Task details: Copy out every line in the items below that contains the word "walkway", writing each one in full.

** START Records supplied **

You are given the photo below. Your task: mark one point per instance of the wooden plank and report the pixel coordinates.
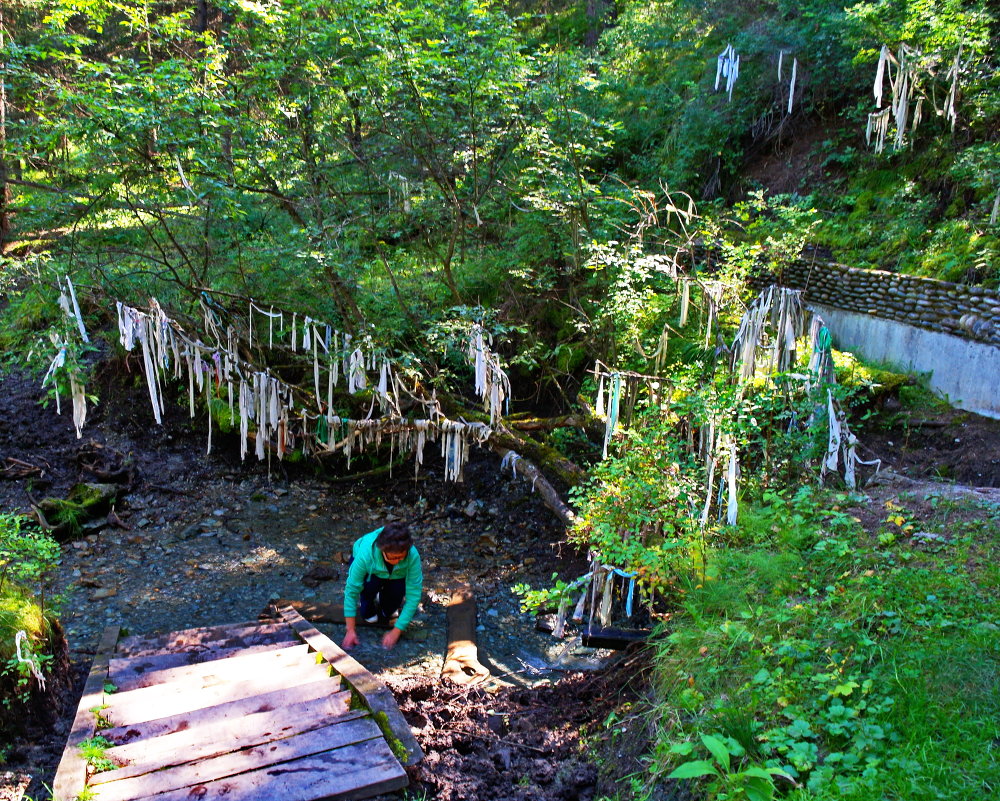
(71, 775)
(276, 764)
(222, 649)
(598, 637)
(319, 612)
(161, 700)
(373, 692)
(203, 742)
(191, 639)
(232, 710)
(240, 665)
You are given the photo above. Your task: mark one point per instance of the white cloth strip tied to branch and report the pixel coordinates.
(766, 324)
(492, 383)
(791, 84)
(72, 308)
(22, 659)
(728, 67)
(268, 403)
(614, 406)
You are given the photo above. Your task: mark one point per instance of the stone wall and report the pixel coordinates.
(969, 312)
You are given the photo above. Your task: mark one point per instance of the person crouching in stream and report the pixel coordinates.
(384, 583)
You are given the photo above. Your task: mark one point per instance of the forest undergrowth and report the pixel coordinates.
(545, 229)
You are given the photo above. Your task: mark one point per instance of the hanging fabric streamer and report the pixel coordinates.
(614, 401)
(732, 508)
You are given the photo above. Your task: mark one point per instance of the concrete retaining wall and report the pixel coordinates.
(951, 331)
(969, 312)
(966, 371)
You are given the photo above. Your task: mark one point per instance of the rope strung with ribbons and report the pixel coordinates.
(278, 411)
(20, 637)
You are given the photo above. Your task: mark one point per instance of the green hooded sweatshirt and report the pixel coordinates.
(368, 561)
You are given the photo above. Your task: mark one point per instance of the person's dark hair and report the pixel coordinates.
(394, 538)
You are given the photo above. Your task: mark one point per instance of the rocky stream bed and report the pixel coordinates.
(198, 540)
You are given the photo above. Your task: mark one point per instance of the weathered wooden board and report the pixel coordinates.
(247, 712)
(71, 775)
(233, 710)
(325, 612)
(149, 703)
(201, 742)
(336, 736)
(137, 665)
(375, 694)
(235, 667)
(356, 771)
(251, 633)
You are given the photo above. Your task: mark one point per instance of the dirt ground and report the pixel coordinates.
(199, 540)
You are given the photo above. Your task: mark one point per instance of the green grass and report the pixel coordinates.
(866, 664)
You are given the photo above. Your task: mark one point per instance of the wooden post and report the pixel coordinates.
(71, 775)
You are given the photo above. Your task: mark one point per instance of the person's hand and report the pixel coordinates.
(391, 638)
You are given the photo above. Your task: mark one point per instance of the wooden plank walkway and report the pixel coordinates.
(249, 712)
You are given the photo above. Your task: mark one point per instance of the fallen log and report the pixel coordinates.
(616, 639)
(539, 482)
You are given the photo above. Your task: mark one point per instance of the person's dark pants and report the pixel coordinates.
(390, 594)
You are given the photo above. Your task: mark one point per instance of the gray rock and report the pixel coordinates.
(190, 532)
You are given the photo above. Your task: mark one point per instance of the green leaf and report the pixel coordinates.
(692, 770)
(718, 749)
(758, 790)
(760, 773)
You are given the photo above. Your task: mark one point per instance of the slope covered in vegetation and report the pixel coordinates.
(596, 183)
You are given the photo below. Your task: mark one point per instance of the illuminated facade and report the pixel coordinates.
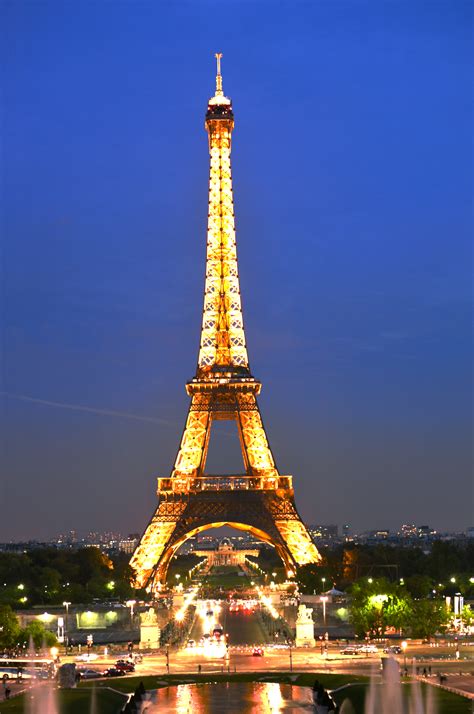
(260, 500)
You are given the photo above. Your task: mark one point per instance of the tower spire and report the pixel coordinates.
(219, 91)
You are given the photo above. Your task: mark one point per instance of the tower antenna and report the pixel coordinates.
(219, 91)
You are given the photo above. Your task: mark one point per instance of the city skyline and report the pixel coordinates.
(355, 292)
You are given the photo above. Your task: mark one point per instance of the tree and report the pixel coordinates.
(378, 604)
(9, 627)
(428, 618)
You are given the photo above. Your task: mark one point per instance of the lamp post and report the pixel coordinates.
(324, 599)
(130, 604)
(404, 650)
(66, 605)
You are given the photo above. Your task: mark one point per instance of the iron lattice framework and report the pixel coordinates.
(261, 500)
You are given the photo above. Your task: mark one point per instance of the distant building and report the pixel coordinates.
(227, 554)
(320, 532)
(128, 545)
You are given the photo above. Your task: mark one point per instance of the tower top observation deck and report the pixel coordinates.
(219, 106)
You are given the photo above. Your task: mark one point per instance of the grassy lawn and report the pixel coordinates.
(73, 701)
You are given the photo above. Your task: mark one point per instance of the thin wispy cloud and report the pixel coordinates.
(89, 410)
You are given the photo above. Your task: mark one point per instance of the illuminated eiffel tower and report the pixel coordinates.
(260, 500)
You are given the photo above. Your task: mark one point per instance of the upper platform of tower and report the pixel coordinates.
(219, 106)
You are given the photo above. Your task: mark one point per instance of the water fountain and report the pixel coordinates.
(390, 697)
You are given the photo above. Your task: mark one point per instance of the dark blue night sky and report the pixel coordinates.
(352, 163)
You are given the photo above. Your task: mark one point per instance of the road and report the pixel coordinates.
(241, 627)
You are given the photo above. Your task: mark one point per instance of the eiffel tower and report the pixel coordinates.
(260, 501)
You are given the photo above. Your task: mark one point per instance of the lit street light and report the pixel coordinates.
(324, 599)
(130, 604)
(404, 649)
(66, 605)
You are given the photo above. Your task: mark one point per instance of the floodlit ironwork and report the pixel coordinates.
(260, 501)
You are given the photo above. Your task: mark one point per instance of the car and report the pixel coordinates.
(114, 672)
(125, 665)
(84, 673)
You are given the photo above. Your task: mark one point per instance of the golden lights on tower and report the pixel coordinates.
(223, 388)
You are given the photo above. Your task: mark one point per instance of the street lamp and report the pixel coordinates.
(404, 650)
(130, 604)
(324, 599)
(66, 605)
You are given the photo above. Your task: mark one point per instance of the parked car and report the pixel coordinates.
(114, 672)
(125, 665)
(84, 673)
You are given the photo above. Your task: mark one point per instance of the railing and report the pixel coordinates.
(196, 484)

** END Records supplied **
** START Records supplied **

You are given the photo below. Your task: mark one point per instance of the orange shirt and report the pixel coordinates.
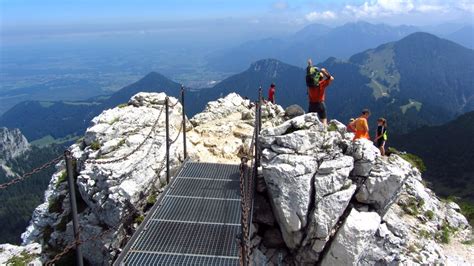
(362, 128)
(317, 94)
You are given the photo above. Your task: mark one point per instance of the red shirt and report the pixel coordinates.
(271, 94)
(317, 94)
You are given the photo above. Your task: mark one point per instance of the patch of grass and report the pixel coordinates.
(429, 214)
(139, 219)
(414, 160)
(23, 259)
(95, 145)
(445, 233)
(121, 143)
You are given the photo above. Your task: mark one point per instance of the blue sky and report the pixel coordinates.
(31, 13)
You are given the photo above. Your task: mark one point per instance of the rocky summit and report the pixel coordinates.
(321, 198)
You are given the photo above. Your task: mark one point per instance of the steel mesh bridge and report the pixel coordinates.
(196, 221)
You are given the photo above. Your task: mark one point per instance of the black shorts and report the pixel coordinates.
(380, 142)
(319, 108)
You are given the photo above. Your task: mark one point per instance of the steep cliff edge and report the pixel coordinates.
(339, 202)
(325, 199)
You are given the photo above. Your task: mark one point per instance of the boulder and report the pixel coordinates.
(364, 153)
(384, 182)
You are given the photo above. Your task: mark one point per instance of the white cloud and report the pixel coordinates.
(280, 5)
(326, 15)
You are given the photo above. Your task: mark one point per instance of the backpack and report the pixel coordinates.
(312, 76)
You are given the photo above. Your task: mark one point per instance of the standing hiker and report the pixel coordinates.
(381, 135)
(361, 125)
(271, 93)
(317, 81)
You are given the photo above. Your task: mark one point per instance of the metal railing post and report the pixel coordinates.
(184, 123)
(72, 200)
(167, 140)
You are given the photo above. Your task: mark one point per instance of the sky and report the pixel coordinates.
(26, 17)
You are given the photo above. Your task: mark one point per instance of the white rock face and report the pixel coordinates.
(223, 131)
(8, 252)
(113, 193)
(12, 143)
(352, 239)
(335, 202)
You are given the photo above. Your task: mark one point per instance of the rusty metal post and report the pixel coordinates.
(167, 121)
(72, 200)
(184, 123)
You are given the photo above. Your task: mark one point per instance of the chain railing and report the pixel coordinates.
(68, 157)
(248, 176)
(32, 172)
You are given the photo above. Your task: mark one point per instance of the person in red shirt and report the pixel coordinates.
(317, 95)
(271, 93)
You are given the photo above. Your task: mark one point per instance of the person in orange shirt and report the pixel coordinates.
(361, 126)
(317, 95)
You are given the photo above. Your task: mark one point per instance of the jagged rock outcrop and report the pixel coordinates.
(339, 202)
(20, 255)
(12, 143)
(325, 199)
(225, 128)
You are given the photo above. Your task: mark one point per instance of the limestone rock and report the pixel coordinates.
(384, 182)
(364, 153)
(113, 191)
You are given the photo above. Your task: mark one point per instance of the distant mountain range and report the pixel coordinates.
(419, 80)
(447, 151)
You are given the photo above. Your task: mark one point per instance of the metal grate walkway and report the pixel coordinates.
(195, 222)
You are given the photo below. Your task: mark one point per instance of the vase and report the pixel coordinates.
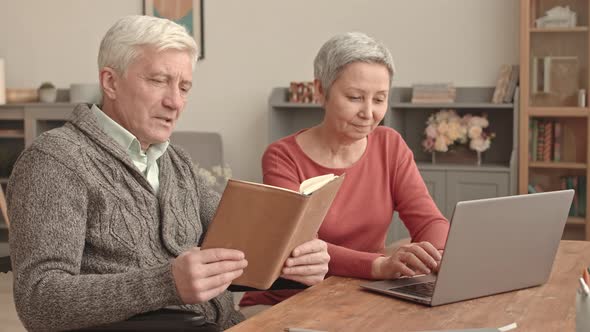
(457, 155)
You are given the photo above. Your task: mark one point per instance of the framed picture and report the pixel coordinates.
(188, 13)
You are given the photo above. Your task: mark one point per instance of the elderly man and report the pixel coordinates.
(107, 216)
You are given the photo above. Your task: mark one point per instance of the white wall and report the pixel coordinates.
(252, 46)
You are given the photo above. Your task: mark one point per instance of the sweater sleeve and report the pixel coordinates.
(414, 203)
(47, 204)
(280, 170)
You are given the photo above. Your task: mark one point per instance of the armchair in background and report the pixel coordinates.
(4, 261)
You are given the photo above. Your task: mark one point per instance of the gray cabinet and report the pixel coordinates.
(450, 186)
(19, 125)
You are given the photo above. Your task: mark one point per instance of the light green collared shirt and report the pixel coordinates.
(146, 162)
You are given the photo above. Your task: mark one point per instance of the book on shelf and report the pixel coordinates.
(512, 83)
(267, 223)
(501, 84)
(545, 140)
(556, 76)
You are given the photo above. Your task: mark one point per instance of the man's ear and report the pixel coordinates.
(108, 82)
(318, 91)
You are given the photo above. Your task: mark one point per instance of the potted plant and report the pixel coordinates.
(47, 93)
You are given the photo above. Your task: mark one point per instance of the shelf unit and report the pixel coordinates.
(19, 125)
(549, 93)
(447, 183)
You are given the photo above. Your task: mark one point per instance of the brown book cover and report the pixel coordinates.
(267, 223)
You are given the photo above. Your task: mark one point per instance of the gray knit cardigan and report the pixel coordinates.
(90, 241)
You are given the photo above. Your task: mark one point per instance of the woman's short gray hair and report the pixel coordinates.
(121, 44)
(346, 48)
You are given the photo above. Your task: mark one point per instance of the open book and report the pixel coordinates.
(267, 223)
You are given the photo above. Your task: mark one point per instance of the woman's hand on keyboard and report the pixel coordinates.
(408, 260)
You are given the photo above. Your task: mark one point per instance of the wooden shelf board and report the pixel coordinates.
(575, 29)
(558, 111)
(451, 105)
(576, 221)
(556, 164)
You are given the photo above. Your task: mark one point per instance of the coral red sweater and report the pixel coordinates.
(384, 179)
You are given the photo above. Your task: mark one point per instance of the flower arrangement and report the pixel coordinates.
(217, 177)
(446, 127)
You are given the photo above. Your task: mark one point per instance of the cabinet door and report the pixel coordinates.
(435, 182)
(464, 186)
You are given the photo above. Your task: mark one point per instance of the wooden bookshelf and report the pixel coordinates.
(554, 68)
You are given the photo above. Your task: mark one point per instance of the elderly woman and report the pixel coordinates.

** END Records supplied **

Task answer:
You are given the photo above. Your task: mark one point per instance of the wooden plank walkway and report the pixel coordinates.
You are given the photo above. Your task: mark one point per instance of the metal grate walkway and report the pixel coordinates.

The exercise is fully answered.